### SUPPLIED PASSAGE ###
The FEMA trailer has a controversial history and evokes sensitive
issues for many around environmental health and justice, public
housing, and governmental responsibility and effectiveness.
In 2005, the Federal Emergency Management Agency (“FEMA”)
purchased approximately 145,000 trailers and mobile homes just
before and after Hurricane Katrina, largely through no-bid contracts,
at an average of $18,620 each at a total cost of $2.7 billion.
Between 90,000 and 120,000 units were occupied by storm victims,
leaving a surplus of approximately 8,420 brand new, fully furnished,
never-used mobile homes. As a result of this surplus and the
return of used FEMA trailers, as of early 2007, FEMA had 60,000
trailers in storage nationwide, sitting in lots. Months after
FEMA deployed the trailers, some residents began to complain
of respiratory problems associated with formaldehyde off-gassing.
Moreover, social ills plague trailer communities—mental
health problems are significantly higher in FEMA communities
than in other areas in the Gulf Coast.
FEMA Trailer Project
Working with undergraduate and graduate students at MIT, Visual
Arts Program Visiting Lecturer Jae
Rhim Lee (SMVisS ’06)
will research and develop tools to understand the history and
issues surrounding the FEMA Trailer and use this understanding
to transform the trailer into a vehicle that can address disasters
critically. While it awaits transformation, the FEMA trailer
will serve as the interim Center for Art, Media, and Politics
(CAMP), a space for research, dialogue, and projects addressing
contemporary issues such as disasters, environmental sustainability,
and the like. The FEMA Trailer will be parked at 620 Putnam Avenue
in Cambridge, MA for the duration of the project.
Working with Sally Susnowitz and the MIT Public Service Center,
the FEMA
Trailer Project will issue the MIT FEMA Trailer Challenge
in Fall 2008, a competition with awards open to the MIT community
which will ask students across departments to propose solutions
to formaldehyde off-gassing, surplus trailers, and other problems
with the FEMA Trailer.
On May 12, 2008 the FEMA
Trailer Project will host an exhibit
at 620 Putnam Avenue in conjunction with the course Online Participatory
Media -- Networks, Tactics, Breakdown, taught by Amber
Frid-Jimenez.
The exhibit will feature interim research from the FEMA Trailer
Project as well as student projects in the Networks Tactics,
Breakdown class.
“I became interested in FEMA Trailers after working on
recovery efforts in New Orleans post Hurricane Katrina,” says
Lee. “The FEMA Trailer symbolizes the tragedies, controversies,
system failures as well as the incredible opportunity for renewal
that disasters present.”
It is the intention of the FEMA
Trailer Project to intersect
with contemporary issues critically without being negative or
critical of the institutions, organizations, or individuals involved.
### SUPPLIED MATERIAL ###
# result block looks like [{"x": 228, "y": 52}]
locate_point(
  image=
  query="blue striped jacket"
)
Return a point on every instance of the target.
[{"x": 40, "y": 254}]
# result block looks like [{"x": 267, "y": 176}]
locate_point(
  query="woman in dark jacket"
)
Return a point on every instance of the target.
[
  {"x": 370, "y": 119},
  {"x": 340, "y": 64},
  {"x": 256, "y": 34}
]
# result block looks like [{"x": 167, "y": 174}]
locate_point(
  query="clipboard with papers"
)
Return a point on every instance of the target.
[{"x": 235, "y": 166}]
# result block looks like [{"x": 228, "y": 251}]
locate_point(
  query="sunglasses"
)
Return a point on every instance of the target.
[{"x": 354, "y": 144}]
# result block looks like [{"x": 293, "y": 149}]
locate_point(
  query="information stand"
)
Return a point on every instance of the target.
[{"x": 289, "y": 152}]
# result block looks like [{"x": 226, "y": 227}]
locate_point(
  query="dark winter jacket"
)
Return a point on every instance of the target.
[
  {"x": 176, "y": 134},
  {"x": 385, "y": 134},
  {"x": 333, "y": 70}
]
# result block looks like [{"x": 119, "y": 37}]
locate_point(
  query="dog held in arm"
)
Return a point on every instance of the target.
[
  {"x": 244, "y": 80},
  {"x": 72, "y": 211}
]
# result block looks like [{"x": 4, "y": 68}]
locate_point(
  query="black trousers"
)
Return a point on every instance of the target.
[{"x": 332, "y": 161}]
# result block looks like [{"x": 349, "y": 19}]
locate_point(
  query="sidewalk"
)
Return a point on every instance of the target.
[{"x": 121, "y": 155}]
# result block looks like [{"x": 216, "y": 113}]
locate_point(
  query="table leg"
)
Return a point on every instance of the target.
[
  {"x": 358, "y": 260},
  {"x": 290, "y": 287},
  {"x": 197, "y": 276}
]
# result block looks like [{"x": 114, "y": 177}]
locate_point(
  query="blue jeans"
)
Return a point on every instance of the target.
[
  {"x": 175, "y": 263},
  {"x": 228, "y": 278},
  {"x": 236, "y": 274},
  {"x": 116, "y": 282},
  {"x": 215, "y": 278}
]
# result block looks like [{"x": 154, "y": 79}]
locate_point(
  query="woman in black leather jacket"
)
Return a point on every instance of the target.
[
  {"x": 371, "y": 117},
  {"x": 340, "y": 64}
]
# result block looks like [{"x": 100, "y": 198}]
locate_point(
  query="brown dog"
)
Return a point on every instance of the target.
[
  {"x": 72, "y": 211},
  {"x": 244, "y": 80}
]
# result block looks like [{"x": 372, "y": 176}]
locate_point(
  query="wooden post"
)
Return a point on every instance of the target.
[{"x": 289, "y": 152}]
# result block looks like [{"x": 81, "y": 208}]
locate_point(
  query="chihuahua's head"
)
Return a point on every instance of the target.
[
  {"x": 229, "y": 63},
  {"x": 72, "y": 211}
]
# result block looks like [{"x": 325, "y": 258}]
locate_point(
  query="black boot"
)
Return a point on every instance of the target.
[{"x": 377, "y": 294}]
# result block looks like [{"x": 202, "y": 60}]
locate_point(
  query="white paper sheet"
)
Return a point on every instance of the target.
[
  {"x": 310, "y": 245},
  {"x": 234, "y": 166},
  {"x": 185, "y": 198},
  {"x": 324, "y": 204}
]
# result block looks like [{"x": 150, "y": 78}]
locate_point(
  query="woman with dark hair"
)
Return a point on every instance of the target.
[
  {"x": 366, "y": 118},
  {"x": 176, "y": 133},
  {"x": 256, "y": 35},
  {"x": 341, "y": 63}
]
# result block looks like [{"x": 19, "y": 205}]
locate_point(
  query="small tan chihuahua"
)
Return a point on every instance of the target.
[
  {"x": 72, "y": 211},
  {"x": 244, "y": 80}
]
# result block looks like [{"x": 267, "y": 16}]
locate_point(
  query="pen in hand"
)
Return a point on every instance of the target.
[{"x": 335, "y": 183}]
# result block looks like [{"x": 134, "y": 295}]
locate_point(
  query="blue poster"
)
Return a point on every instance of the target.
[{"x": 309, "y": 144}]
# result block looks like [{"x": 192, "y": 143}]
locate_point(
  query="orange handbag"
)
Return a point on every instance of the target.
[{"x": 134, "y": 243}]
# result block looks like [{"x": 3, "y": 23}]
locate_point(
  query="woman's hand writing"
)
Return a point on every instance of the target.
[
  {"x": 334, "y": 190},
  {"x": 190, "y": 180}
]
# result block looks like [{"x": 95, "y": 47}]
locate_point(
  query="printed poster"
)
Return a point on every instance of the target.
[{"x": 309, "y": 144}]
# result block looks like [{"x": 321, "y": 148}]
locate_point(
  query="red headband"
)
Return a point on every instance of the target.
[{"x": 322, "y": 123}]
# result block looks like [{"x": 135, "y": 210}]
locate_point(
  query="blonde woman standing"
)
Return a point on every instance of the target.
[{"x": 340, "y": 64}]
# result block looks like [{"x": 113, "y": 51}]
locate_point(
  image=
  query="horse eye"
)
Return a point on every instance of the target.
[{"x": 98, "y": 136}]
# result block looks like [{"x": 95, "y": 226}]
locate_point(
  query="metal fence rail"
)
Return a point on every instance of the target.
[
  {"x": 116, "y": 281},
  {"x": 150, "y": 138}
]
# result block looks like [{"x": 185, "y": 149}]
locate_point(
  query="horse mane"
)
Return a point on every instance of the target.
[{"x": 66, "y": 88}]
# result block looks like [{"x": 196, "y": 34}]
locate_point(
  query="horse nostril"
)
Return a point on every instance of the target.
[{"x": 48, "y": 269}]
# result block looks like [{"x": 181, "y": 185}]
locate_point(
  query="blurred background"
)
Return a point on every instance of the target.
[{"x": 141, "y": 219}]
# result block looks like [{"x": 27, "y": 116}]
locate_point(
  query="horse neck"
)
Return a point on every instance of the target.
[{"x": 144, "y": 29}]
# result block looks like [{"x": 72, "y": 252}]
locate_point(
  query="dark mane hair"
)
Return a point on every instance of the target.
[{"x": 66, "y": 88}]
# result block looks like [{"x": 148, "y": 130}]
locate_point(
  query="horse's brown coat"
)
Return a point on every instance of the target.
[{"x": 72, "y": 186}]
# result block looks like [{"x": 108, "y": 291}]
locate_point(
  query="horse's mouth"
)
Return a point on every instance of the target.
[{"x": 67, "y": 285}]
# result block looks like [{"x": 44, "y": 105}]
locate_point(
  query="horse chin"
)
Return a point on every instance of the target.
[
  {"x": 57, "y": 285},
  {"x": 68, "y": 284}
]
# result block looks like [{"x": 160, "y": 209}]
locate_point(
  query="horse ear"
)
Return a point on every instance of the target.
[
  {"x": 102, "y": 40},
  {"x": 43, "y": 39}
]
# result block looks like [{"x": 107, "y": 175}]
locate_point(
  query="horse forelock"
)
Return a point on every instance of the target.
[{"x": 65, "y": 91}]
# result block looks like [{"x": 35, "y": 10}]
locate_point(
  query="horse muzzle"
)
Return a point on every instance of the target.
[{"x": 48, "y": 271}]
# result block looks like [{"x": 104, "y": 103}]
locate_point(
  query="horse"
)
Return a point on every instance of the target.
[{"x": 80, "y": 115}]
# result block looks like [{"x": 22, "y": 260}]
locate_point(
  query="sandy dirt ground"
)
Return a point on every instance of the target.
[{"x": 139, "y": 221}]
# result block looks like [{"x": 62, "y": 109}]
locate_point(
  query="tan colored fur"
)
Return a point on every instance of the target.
###
DIRECTIONS:
1: Revise the FEMA trailer text's passage that opens with the words containing "FEMA Trailer Project" and closes with "of the project.", and put "temporary" wherever "interim" appears.
2: Name every person mentioned in the FEMA trailer text.

RESULTS IN ORDER:
1:
FEMA Trailer Project
Working with undergraduate and graduate students at MIT, Visual
Arts Program Visiting Lecturer Jae
Rhim Lee (SMVisS ’06)
will research and develop tools to understand the history and
issues surrounding the FEMA Trailer and use this understanding
to transform the trailer into a vehicle that can address disasters
critically. While it awaits transformation, the FEMA trailer
will serve as the temporary Center for Art, Media, and Politics
(CAMP), a space for research, dialogue, and projects addressing
contemporary issues such as disasters, environmental sustainability,
and the like. The FEMA Trailer will be parked at 620 Putnam Avenue
in Cambridge, MA for the duration of the project.

2: Jae Rhim Lee, Sally Susnowitz, Amber Frid-Jimenez